- **OBJECTIVE**
Copy out all of the rows below word for word, changing nothing.

════

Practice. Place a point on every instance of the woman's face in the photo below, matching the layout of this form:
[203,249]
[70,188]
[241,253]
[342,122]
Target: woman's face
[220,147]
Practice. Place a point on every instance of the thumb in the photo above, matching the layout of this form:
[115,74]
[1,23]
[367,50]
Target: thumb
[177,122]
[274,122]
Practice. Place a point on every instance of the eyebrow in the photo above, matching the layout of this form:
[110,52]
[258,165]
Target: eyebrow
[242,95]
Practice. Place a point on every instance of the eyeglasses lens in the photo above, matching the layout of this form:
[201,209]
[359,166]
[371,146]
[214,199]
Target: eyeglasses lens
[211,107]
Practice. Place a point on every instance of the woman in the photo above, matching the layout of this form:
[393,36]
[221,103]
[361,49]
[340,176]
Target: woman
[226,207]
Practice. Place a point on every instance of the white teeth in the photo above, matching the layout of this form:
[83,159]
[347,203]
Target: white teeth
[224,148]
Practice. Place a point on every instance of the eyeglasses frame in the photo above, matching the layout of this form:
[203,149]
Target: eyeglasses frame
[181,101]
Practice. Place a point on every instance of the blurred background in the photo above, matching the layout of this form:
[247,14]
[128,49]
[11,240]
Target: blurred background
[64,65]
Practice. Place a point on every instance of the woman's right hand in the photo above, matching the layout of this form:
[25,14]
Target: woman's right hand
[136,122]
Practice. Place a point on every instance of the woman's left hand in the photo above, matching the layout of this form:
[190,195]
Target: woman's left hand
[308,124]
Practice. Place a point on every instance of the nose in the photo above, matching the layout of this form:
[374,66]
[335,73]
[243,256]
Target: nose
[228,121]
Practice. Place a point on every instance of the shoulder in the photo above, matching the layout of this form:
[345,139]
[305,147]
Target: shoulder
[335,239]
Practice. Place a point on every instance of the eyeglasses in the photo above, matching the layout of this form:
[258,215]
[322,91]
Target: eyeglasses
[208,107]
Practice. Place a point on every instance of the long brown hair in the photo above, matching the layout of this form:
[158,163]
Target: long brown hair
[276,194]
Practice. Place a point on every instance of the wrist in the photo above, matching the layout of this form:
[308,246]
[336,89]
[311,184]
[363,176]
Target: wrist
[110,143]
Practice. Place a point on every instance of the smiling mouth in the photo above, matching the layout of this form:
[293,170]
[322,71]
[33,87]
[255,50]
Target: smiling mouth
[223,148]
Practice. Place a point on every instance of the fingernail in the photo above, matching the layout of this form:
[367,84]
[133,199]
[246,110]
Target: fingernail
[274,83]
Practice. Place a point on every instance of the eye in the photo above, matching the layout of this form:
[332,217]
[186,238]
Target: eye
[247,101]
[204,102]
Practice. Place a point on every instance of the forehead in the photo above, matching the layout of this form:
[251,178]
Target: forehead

════

- **PROBLEM SOLUTION**
Practice. Place a point on every instance of the woman's face in the photo below, matching the layout of this form:
[203,249]
[70,188]
[241,253]
[342,122]
Target: woman's face
[220,147]
Practice. Place a point on every instance of the thumb in the photo above, matching the layout of this form:
[115,74]
[1,23]
[367,50]
Target: thumb
[177,122]
[274,122]
Practice. Place a point on every instance of the eyebrow in the photo above, matching the layout of this form:
[110,52]
[258,165]
Target: eyebrow
[242,95]
Practice. Place a point on every instance of the eyeglasses lens in the photo above, matching the layout of this form:
[201,209]
[359,166]
[371,146]
[214,199]
Target: eyeglasses lens
[211,107]
Practice. Place a point on every instance of the woman in the photo above, matching the layout of this form:
[393,36]
[221,103]
[361,49]
[340,176]
Target: woman
[226,207]
Practice. Place a point on every instance of the white teeth in the photo above, matching the layout of this form:
[83,159]
[347,203]
Target: white teeth
[224,148]
Practice. Place a point on every instance of the eyeglasses frame in the photo above, matching the layout of this form:
[203,149]
Target: eyeglasses frame
[181,101]
Practice. Place a point on every instance of the blurred background in the photo above, matching the layout of this form:
[247,14]
[128,49]
[11,240]
Target: blurred background
[64,65]
Practice. Place a point on every instance of the woman's right hand in the photo above, matching the layout of this form:
[25,14]
Target: woman's right hand
[136,122]
Practice. Place a point on every instance of the woman's left hand in the photo above, matching the layout of this form:
[190,195]
Target: woman's left hand
[308,124]
Practice. Place a point on every instance of the nose in the photo above, matching the layout of this form:
[374,66]
[335,73]
[243,256]
Target: nose
[228,121]
Practice. Place a point on every instance of the shoulder in the photo above, matching the layout of this form:
[345,139]
[305,147]
Target: shoulder
[335,239]
Practice. Place a point on every instance of the eyeglasses in the photo above, matching the layout of this form:
[258,215]
[322,91]
Target: eyeglasses
[208,107]
Practice. Place a point on every instance of the long brown hair in the photo above, matching the layout of this form:
[158,163]
Target: long brown hair
[276,194]
Practice. Place a point on every instance of the wrist in the photo above, matching the layout of this form:
[308,246]
[336,89]
[311,184]
[363,176]
Target: wrist
[110,143]
Practice. Place a point on every instance of the smiling mouth in the photo above, matching the layout of this form:
[293,170]
[322,71]
[33,87]
[255,50]
Target: smiling mouth
[223,148]
Practice. Place a point on every instance of the fingernail in the photo above, matching the layout of this form:
[367,84]
[133,199]
[246,110]
Target: fingernail
[274,83]
Practice. Place a point on every instance of the eye in the photo above, matching the layout of this form:
[332,217]
[186,238]
Target: eye
[247,101]
[204,102]
Practice. Place a point on every instance of the forehead in the photo above, matching the layout of this form:
[251,178]
Target: forehead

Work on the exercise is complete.